**Goal**
Pull out every row below that contains the word "black" and copy each of those rows. Case matters.

**Task data**
--------
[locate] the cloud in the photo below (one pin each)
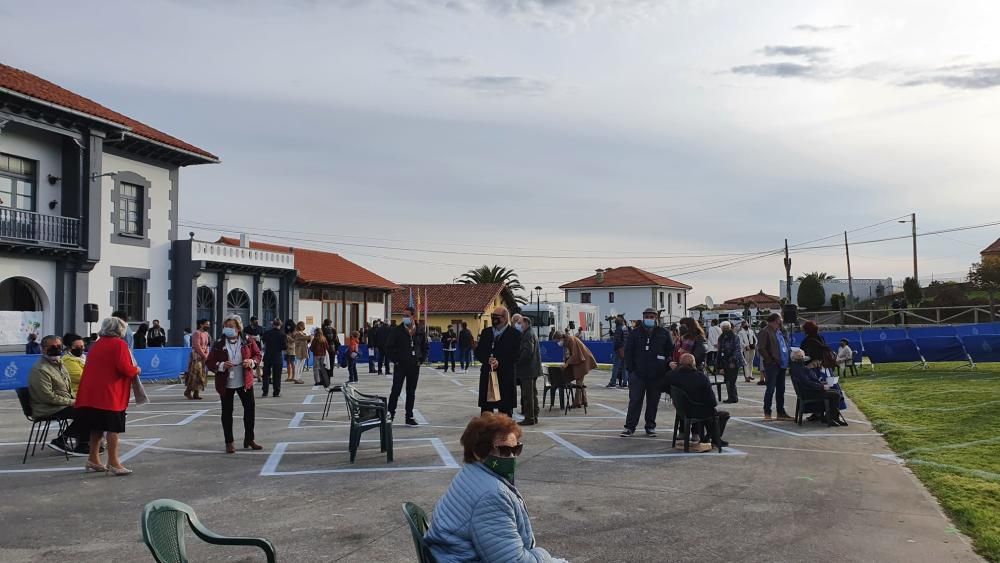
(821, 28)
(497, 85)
--------
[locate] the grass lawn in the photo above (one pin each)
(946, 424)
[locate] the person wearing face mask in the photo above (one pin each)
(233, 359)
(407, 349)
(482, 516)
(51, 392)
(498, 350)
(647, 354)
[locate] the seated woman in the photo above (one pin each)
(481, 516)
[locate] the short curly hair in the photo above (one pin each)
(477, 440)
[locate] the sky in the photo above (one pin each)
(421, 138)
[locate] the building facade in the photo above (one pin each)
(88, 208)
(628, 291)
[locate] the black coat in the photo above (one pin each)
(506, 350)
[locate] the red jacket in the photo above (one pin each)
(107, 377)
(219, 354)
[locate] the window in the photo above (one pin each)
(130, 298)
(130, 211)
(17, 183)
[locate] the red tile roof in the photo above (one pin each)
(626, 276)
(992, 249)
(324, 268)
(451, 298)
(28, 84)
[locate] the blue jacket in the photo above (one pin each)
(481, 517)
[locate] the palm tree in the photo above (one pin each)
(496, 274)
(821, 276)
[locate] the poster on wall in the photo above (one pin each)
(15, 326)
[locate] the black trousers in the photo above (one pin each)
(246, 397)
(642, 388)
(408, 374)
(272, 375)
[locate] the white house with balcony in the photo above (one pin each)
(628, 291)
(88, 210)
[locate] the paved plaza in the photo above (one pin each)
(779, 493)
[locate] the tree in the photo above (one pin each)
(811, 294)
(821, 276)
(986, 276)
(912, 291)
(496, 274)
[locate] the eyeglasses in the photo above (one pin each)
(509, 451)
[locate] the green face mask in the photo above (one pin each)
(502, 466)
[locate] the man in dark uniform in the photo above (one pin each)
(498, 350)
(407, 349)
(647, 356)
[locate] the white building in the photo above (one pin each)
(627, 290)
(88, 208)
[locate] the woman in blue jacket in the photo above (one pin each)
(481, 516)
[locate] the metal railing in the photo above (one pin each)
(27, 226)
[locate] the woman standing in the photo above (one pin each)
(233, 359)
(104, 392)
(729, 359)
--------
**Finished answer**
[locate] the black coat in the photo above (one pin each)
[locate] the black trousers in the photo above (one pin each)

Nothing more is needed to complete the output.